WHAT THIS TASK INVOLVES: The records below are to be repeated in full, exactly as they are.

DATASET RECORDS:
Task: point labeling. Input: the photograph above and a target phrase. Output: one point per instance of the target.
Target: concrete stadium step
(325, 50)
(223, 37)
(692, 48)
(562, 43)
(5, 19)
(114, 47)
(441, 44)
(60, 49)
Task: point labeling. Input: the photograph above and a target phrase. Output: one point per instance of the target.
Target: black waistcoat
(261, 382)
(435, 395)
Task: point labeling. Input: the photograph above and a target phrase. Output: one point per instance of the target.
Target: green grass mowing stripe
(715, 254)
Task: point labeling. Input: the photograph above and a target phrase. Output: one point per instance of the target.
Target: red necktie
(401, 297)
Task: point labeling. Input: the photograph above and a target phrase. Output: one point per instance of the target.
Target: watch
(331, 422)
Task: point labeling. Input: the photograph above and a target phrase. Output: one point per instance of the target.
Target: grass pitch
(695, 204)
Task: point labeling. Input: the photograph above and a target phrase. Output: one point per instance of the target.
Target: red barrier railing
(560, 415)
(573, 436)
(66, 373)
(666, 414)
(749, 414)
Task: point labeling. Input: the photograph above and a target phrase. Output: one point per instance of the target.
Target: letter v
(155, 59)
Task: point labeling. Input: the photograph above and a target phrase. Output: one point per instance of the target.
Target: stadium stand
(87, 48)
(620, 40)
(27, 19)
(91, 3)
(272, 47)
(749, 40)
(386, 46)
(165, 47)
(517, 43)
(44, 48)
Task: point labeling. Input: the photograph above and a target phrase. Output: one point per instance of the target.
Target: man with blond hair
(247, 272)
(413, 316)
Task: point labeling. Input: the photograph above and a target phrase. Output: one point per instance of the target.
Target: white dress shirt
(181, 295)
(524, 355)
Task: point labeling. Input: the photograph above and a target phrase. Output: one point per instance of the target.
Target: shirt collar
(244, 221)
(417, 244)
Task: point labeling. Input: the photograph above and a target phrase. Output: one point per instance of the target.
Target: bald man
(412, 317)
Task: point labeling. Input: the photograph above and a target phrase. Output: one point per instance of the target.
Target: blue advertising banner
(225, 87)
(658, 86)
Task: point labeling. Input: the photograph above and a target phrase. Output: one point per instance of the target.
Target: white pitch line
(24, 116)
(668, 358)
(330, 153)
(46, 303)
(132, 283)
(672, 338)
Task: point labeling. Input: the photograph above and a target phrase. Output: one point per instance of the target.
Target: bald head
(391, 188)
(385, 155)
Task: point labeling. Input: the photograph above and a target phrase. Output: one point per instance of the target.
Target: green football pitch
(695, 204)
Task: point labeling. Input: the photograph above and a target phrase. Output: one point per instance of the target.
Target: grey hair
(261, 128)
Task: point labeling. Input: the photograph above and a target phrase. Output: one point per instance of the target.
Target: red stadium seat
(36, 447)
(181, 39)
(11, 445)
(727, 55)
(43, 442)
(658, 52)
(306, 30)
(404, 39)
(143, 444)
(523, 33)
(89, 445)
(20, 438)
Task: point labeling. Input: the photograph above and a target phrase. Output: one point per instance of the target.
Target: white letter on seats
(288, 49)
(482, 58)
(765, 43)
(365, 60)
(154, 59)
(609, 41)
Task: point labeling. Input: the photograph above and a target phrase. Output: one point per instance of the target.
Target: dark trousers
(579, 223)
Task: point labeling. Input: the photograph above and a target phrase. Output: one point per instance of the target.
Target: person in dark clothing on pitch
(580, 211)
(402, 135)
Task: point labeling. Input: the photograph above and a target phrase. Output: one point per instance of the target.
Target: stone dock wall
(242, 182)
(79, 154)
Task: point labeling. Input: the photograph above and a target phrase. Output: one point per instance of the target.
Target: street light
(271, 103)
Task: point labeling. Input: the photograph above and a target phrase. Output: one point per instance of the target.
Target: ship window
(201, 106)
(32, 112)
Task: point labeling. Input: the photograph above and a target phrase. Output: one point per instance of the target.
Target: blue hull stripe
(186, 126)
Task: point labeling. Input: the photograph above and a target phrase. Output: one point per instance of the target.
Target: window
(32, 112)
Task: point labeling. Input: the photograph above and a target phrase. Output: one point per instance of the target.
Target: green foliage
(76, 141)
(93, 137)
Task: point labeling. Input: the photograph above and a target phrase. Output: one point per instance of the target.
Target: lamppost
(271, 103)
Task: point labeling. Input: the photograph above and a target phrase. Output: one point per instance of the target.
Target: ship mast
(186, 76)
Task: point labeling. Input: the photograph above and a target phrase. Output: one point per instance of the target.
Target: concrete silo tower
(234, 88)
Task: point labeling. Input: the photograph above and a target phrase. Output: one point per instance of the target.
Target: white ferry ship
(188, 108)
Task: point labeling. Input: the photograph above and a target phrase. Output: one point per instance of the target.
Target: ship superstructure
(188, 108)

EXERCISE ANSWER:
Task: point labeling. Input: the photograph above and a target phrase. Output: one point per instance of the target.
Target: concrete stadium step
(325, 50)
(223, 37)
(692, 48)
(562, 43)
(5, 19)
(114, 47)
(441, 44)
(60, 49)
Task: point labeling. Input: the photograph above and a target phrase. Output: one point per instance of the target.
Target: black waistcoat
(261, 382)
(435, 395)
Task: point labeling. Input: the photograph above and a target phrase. Output: one point per instance of the target.
Target: green grass mowing stripe
(715, 254)
Task: point labeling. Input: the photograph above and a target phrase. Output: one point per instance of the target.
Target: red necktie
(401, 297)
Task: point labeling. Input: the photograph above and a target phrase. Output: one point per instance of the target.
Target: watch
(331, 422)
Task: point labeling. Input: the photograph above and a target phrase. Output: one point per instance of the target.
Target: grass pitch
(695, 204)
Task: point labeling. Input: the photograph above and a target phrase. Output: one point per instance of the target.
Target: red barrier railing
(560, 415)
(573, 436)
(66, 373)
(666, 414)
(749, 414)
Task: point labeling. Input: the photograph above and a target phrase. Output: one point per instance of the target.
Target: letter v
(155, 59)
Task: point labeling. Input: the photograph above and a target phrase. Output: one point per instance of the target.
Target: stadium stand
(87, 48)
(620, 40)
(27, 19)
(91, 3)
(272, 47)
(749, 40)
(386, 46)
(165, 47)
(517, 43)
(44, 48)
Task: point labeling. Input: the photograph above and a target phrase. Output: one point per instance of the target.
Target: man with blond hair
(247, 272)
(413, 316)
Task: point labeling. Input: the photograph above and a target phrase. Output: one point per instance of the target.
Target: white dress shirt
(181, 295)
(524, 355)
Task: point labeling. Input: the photograph above and a target phrase. Output: one point per instance of the target.
Target: shirt collar
(244, 221)
(417, 244)
Task: point labeling. Input: the photograph above and a target phrase. Output: one point per instance of the target.
Target: bald man
(412, 317)
Task: point labeling. Input: the photograph above and a target phrase. Output: one point per instance of the target.
Target: blue advertising banner
(225, 87)
(658, 86)
Task: point labeling. Input: the photograph above and a target phrase. Output: one point per instance of the target.
Target: white pitch line
(24, 116)
(668, 358)
(330, 153)
(46, 303)
(132, 283)
(672, 338)
Task: point labeling. Input: the photograph above and a target phrase. Output: one point per instance of the target.
Target: bald head
(391, 188)
(385, 155)
Task: point labeling. Input: the photograph above and a target phrase. Output: one point per instance of the target.
Target: green football pitch
(695, 204)
Task: point labeling. Input: the photograph above and a target phrase. Output: one point per instance of the target.
Target: grey hair
(261, 128)
Task: point labeling. Input: the photograph above and a target phrase. Output: one point per instance of the target.
Target: red stadium seat
(36, 447)
(181, 39)
(11, 445)
(727, 55)
(43, 442)
(658, 52)
(306, 30)
(404, 39)
(143, 444)
(523, 33)
(89, 445)
(20, 438)
Task: point labeling. Input: the photograph above and a target phrase. Output: one point per instance of the target.
Target: white letter on seats
(288, 49)
(482, 58)
(765, 43)
(365, 60)
(154, 59)
(609, 41)
Task: point labeling. Input: the photograph above and a target phrase. Output: one point per instance of the target.
Target: dark trousers
(579, 223)
Task: point labeling. Input: the photograph above and a target phrase. Output: one point per instance of the target.
Target: person in dark clothing on pitch
(580, 211)
(402, 135)
Task: point labeling. Input: the photograph above and a target phrase. Output: one point per instance of the target.
Target: stone dock wall
(242, 182)
(79, 154)
Task: point labeling. Input: the photograph above and a target phrase. Output: one point per instance of the target.
Target: street light
(271, 103)
Task: point labeling. Input: the photograph above and a target phrase. Output: one point per instance of the target.
Target: ship window
(201, 106)
(32, 112)
Task: point labeling. Input: the photograph above and a target phrase. Output: one point per instance of the target.
Target: blue hull stripe
(186, 126)
Task: point labeling. Input: the photograph above and a target phrase. Output: one point per instance of the target.
Target: window
(32, 112)
Task: point labeling. Input: the photograph above and a target phrase. Output: one point per instance of the target.
Target: green foliage
(76, 141)
(93, 137)
Task: point labeling. Input: the photograph above and a target phrase. Output: one point per instance of the target.
Target: lamppost
(271, 103)
Task: point labeling. Input: the photograph above and a target phrase. Output: one point per instance of the target.
Target: ship mast
(186, 76)
Task: point labeling. Input: the photograph above and a target phrase. Output: one point per instance of the target.
Target: concrete silo tower
(234, 88)
Task: point labeling. Input: the photograph above and a target phrase. Output: one point per instance of the target.
Target: white ferry ship
(188, 108)
Task: point labeling. Input: the photograph above and a target phrase. Output: one point per instance of the target.
Target: ship superstructure
(188, 108)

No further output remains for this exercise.